EXERCISE: Each record should be given again exactly, and any picture in it left out.

DATA FOR ANALYSIS:
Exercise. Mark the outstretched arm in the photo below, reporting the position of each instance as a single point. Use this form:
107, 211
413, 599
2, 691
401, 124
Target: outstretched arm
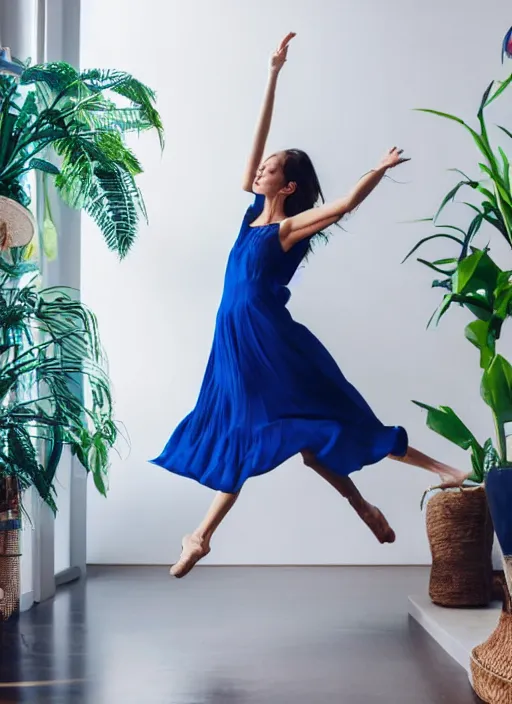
308, 223
277, 62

SOLUTION TO THIS PROBLEM:
Exercise. Mark the outstretched arm in the photo below, reporting the position of each instance as a single point. Use this form:
107, 211
413, 599
2, 691
401, 124
Target: outstretched arm
308, 223
277, 62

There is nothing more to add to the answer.